- [Task brief]:
Across the entries below, tally every line that holds the string "arch" and reply with the number only.

- [Material provided]:
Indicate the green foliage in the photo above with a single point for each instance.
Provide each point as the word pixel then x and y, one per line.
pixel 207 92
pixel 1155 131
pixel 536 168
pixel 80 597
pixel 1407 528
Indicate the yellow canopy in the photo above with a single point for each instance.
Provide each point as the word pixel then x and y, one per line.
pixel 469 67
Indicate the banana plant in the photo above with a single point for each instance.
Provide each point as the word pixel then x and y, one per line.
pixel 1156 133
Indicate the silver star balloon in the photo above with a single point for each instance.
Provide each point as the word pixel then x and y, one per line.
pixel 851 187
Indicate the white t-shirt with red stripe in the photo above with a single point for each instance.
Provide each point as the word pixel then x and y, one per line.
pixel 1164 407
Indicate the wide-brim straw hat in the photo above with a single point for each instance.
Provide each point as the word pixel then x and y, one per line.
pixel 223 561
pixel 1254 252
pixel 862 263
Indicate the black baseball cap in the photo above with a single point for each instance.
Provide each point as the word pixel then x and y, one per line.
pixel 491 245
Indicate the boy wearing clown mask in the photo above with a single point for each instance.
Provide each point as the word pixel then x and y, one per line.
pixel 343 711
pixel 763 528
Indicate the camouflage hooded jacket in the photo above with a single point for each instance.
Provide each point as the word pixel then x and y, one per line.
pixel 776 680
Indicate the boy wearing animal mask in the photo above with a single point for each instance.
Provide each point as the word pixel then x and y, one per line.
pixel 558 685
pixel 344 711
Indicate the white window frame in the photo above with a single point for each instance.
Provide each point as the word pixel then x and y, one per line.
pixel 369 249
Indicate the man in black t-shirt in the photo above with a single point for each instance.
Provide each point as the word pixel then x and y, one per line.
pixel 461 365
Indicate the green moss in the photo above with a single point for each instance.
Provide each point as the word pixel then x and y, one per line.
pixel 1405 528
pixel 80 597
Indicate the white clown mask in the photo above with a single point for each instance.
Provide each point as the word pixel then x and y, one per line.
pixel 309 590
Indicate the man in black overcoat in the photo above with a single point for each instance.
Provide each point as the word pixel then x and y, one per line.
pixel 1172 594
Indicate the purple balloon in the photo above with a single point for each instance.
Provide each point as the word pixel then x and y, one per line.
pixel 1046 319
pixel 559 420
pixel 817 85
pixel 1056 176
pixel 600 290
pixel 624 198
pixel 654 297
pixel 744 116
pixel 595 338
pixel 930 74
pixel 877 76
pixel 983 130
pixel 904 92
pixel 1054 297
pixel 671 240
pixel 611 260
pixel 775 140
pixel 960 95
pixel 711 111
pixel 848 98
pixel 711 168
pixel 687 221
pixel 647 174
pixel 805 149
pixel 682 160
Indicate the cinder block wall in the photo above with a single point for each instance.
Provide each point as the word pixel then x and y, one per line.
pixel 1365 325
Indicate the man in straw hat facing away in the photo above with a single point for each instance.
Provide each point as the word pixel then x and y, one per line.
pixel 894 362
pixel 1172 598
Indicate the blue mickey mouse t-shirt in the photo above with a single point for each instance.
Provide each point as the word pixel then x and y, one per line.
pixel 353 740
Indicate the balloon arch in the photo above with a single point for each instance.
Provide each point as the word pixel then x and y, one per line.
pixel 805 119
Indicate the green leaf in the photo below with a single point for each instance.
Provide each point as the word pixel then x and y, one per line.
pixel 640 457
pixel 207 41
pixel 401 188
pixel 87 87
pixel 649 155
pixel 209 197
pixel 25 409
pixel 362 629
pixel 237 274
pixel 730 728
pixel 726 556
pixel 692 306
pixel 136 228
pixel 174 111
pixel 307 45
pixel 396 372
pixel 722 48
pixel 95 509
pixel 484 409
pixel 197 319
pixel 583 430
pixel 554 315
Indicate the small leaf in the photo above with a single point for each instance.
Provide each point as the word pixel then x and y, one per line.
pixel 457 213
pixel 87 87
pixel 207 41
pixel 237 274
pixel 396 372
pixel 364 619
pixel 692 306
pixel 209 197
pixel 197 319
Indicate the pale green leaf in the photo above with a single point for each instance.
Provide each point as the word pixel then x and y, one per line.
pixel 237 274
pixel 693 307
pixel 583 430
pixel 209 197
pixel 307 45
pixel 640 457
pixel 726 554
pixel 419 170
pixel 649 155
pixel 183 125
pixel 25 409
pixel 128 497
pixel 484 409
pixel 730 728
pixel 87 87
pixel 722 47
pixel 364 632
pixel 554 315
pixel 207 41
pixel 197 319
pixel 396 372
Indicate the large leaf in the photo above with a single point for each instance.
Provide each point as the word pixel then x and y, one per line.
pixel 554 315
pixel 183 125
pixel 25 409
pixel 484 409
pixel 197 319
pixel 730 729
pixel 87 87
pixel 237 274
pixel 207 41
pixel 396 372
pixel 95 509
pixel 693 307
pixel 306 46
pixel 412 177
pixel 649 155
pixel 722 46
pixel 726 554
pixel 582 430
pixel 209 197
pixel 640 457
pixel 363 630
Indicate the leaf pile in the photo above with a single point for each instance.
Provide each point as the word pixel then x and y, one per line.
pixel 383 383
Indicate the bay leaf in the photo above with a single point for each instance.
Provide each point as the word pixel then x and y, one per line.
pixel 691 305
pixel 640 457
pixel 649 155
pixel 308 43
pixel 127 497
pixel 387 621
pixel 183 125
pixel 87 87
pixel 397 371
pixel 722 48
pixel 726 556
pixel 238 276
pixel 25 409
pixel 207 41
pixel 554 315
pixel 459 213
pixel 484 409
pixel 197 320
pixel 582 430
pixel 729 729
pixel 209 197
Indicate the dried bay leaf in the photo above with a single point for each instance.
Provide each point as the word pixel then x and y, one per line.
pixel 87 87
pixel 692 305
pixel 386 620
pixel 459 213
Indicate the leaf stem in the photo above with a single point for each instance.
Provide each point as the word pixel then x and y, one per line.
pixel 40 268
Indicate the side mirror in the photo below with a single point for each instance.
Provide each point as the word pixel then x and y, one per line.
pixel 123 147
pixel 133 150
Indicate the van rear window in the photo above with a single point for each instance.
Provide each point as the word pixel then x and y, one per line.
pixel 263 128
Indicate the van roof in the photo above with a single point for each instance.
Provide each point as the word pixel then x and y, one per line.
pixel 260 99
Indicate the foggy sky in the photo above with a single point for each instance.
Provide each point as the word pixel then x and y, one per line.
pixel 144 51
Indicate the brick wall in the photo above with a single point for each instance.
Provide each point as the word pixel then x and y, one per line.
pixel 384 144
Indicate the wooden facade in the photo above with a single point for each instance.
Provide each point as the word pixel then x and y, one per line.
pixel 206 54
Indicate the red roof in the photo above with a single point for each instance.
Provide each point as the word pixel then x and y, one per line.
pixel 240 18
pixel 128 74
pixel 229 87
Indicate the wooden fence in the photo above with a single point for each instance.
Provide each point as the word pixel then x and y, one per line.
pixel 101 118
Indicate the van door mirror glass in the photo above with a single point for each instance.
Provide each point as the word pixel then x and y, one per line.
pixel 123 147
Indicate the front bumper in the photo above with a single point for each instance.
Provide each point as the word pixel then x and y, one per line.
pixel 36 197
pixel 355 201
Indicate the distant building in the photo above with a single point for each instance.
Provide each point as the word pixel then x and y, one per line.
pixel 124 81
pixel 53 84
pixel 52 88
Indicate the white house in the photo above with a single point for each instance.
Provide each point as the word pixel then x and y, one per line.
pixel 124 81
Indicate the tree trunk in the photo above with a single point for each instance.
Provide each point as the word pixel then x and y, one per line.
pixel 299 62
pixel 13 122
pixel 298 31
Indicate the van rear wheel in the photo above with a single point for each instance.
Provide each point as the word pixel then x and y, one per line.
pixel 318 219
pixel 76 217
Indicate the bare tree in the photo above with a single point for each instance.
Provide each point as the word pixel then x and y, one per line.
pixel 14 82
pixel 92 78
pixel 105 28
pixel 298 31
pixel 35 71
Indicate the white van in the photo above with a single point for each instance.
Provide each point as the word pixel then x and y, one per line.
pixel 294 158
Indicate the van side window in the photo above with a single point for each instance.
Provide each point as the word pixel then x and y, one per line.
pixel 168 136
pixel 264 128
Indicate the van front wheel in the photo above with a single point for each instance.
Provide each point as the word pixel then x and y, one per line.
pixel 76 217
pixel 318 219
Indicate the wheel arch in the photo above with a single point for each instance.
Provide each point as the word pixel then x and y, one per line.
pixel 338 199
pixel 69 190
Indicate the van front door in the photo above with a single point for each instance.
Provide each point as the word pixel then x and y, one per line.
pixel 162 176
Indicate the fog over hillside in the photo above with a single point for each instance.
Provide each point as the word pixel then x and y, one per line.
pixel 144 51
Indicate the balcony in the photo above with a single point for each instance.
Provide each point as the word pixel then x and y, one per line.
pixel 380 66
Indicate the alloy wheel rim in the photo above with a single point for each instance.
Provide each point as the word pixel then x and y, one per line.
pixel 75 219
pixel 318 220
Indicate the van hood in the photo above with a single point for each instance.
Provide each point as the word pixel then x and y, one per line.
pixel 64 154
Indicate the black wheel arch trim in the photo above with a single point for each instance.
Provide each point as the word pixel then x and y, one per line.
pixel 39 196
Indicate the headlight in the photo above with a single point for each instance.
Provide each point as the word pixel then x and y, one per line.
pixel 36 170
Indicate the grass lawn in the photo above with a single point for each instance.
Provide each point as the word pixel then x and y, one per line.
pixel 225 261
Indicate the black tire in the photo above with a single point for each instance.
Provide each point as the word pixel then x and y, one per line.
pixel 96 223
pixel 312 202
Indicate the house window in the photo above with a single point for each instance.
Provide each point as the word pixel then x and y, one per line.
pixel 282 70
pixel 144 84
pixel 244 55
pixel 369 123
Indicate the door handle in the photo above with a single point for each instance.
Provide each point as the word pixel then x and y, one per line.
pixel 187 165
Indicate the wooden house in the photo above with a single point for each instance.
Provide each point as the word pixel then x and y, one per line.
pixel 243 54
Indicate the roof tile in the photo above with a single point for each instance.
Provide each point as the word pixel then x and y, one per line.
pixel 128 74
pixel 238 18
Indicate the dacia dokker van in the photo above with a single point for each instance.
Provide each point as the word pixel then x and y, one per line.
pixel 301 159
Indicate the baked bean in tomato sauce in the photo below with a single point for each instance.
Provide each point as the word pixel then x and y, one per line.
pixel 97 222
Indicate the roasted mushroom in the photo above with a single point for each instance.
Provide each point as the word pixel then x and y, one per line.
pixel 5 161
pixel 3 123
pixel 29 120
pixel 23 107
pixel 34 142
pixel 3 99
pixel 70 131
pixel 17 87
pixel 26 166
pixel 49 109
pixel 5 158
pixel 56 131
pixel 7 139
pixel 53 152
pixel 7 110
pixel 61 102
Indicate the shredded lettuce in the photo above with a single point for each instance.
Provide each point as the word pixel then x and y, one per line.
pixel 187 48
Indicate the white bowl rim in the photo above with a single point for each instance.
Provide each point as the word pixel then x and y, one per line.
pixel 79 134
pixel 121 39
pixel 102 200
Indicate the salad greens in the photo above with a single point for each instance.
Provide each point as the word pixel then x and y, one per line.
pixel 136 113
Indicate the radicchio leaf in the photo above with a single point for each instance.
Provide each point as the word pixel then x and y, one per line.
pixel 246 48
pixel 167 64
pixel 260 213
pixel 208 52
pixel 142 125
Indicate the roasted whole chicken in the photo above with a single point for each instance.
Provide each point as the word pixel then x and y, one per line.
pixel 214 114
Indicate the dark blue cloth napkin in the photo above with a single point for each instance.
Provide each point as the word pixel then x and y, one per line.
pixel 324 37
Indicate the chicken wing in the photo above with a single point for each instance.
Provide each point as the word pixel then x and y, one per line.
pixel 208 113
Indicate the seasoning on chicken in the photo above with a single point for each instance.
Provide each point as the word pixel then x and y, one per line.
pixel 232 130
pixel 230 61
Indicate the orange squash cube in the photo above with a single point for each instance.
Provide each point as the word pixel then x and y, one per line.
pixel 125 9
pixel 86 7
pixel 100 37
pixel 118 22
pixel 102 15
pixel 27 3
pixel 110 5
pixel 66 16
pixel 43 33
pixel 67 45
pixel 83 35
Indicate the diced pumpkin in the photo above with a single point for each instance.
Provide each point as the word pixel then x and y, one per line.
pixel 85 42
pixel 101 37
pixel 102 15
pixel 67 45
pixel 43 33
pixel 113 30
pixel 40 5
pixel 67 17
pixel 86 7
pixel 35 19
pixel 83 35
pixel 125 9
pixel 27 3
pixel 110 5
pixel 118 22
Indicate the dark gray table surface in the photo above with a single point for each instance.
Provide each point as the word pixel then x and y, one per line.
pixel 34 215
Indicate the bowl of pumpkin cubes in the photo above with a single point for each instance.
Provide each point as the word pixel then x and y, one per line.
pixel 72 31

- [Reply to the exercise]:
3